--- Start Records for the task ---

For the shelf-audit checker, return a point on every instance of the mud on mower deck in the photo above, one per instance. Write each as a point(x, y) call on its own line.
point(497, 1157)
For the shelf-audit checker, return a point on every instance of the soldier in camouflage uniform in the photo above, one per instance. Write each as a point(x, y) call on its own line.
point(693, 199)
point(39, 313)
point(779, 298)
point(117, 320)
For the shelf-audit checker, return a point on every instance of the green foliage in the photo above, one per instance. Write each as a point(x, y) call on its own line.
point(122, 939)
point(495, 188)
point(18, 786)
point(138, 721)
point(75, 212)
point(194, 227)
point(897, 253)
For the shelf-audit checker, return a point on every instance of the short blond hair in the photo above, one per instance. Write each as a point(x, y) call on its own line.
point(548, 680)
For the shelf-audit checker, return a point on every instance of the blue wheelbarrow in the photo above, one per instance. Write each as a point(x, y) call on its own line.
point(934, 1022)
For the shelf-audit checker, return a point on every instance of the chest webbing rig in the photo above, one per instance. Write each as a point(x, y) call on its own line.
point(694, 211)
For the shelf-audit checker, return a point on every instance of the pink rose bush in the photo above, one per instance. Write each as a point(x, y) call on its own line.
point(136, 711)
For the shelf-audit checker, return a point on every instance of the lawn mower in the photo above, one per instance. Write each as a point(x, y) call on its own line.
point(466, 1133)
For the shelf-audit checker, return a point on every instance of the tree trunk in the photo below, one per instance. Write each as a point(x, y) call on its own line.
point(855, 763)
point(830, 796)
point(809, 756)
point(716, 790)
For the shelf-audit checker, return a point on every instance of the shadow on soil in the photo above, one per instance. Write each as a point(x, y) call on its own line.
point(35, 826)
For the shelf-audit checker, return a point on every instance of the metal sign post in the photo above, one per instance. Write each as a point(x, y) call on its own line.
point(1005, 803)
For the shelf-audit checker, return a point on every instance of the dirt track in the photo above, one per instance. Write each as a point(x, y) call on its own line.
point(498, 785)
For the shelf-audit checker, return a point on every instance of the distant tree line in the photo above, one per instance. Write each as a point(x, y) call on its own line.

--- End Records for the task ---

Exercise aim:
Rewrite the lines from the start of the records through the line holding "point(497, 1157)", inclusive, with "mud" changed to "grass clippings" and nothing else altered.

Finished task:
For the shelf-audit checker, return a point on every instance of the grass clippings on mower deck in the photo above, one per instance. Write each as a point(x, y) call on its own line.
point(497, 1157)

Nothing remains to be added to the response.